▶ **THE PROBLEM**: Would you reproduce, without any alteration, the lines from the opening line of the entries through the line that has "object | child in white jacket" in it?

▶ **SOURCE DATA**:
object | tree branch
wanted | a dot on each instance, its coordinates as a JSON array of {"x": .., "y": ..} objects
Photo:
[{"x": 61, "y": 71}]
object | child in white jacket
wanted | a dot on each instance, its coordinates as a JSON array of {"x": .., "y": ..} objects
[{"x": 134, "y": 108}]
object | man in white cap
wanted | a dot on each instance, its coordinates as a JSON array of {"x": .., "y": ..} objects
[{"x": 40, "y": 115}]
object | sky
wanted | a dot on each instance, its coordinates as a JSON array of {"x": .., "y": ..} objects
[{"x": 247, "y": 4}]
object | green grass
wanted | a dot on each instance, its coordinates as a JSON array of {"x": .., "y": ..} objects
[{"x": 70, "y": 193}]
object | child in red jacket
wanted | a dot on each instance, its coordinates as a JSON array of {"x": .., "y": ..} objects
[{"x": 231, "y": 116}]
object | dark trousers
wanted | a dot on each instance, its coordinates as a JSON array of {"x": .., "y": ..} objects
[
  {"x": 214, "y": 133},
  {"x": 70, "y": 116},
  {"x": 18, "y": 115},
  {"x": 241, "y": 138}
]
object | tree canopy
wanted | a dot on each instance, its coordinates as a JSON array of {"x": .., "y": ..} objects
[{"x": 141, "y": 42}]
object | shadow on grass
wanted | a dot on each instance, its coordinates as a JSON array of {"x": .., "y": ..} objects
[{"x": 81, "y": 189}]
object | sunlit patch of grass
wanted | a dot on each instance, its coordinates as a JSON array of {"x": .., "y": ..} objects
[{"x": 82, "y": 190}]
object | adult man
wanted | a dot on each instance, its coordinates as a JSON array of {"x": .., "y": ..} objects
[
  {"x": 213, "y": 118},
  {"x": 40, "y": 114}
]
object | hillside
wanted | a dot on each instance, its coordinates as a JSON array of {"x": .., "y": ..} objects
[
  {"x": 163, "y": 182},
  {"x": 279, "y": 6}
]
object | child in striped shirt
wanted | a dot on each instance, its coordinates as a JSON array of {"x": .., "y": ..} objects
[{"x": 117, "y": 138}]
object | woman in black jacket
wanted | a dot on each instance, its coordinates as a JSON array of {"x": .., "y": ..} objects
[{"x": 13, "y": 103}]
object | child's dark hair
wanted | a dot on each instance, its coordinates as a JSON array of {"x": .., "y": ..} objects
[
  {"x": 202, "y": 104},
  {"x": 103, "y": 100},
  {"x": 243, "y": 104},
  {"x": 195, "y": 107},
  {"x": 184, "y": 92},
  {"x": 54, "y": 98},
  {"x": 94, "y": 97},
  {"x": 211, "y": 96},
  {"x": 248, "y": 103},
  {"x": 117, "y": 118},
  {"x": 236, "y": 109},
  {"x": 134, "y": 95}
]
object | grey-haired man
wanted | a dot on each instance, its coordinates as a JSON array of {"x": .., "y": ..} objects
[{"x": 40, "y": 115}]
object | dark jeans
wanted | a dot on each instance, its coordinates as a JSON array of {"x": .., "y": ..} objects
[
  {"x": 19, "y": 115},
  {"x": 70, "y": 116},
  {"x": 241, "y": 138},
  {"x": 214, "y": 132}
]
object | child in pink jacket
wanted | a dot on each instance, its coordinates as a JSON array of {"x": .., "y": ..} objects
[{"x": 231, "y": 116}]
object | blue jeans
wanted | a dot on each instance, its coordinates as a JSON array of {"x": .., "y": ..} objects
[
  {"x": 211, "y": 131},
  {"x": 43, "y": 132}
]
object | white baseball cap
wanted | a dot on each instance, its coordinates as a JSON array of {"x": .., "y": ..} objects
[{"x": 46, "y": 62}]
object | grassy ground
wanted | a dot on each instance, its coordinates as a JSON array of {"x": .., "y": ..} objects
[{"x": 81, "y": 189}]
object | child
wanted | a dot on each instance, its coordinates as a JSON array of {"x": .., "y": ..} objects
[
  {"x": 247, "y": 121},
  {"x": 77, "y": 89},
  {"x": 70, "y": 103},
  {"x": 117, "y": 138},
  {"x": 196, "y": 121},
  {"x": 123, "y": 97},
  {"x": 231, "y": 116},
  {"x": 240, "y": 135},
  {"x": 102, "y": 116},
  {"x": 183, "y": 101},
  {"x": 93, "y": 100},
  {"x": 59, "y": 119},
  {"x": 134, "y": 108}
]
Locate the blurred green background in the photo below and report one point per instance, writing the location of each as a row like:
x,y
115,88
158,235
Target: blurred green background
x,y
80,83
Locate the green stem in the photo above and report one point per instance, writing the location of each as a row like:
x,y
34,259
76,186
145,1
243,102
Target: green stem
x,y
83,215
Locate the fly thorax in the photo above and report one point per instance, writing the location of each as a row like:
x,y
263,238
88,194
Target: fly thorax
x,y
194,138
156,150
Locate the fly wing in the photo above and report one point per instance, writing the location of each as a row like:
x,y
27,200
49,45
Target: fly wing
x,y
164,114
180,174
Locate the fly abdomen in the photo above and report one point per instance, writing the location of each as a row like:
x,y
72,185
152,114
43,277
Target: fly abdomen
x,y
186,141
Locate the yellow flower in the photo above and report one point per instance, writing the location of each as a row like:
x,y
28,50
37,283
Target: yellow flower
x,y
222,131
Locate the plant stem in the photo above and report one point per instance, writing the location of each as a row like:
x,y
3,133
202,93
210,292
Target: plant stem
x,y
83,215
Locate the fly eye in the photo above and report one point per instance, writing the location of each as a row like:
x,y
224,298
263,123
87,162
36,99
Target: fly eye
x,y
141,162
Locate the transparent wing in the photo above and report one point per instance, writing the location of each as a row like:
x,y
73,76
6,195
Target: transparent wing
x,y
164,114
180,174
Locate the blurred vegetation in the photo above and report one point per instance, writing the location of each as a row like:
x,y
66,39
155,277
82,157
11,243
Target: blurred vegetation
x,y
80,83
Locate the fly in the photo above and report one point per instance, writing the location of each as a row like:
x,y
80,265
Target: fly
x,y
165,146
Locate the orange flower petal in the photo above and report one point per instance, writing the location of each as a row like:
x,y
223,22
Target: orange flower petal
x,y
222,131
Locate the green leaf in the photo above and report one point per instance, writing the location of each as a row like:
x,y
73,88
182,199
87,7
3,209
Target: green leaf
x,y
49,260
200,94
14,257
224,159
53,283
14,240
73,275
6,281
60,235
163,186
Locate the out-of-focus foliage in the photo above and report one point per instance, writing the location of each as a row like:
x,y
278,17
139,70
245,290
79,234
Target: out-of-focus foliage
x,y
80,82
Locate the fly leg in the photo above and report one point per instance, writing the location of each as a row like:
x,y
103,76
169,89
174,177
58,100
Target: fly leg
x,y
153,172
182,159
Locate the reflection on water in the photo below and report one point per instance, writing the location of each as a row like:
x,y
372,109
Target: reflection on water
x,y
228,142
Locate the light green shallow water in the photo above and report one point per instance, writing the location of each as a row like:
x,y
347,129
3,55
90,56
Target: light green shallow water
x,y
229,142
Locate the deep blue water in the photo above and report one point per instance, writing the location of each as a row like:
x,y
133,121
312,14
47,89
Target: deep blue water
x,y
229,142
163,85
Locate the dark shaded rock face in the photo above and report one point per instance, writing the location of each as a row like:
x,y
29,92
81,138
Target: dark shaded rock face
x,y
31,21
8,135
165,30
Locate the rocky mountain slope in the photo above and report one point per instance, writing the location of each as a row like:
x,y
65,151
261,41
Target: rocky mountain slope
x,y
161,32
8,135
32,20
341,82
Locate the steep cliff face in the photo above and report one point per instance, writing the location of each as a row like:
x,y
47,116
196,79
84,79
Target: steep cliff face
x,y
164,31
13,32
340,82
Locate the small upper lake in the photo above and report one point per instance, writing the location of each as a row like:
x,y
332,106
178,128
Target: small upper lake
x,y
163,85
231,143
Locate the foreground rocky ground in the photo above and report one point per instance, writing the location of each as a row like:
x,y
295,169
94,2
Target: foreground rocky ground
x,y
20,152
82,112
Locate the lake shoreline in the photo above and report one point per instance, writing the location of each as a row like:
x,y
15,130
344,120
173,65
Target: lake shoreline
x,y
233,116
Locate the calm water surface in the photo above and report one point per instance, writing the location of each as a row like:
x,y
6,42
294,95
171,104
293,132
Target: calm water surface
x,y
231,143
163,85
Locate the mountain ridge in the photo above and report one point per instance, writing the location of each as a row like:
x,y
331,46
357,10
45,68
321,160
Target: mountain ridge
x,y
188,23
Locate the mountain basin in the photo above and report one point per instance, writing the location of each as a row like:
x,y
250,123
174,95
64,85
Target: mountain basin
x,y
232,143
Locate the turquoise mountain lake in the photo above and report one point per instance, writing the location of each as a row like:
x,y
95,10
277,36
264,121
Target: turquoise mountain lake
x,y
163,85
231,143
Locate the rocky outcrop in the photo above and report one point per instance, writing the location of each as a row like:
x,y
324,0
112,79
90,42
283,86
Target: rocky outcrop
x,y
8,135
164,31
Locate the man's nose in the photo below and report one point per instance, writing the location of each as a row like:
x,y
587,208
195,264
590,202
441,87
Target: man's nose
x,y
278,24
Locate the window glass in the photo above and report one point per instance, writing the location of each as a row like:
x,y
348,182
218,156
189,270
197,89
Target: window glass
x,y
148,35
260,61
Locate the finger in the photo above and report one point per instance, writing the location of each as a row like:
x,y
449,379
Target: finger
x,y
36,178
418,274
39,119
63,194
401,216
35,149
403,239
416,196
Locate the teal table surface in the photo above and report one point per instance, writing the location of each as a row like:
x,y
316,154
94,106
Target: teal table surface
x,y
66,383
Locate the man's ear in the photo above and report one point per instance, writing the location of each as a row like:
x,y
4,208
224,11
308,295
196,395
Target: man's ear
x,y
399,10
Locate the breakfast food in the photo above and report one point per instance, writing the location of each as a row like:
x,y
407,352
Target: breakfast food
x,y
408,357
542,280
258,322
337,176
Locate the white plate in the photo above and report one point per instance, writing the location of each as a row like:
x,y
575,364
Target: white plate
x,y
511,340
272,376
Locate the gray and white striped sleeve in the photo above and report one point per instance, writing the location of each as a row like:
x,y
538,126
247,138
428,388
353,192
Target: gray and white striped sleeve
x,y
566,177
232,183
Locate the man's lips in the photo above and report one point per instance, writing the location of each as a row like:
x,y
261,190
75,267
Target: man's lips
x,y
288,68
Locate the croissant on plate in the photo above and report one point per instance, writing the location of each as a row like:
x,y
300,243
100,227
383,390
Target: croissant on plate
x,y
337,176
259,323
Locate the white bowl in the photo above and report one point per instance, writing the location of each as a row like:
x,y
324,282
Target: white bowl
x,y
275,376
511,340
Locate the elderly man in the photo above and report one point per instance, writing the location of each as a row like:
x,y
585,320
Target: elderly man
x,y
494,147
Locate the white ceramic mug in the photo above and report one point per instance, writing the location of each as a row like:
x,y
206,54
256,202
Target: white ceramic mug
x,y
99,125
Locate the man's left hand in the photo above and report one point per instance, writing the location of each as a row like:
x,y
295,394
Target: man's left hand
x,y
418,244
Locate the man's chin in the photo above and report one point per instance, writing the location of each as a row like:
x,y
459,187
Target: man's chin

▶ **OUTPUT**:
object | tree branch
wanted | a dot on each instance, its coordinates as a JSON array of {"x": .., "y": ..} objects
Photo:
[{"x": 61, "y": 71}]
object | child in white jacket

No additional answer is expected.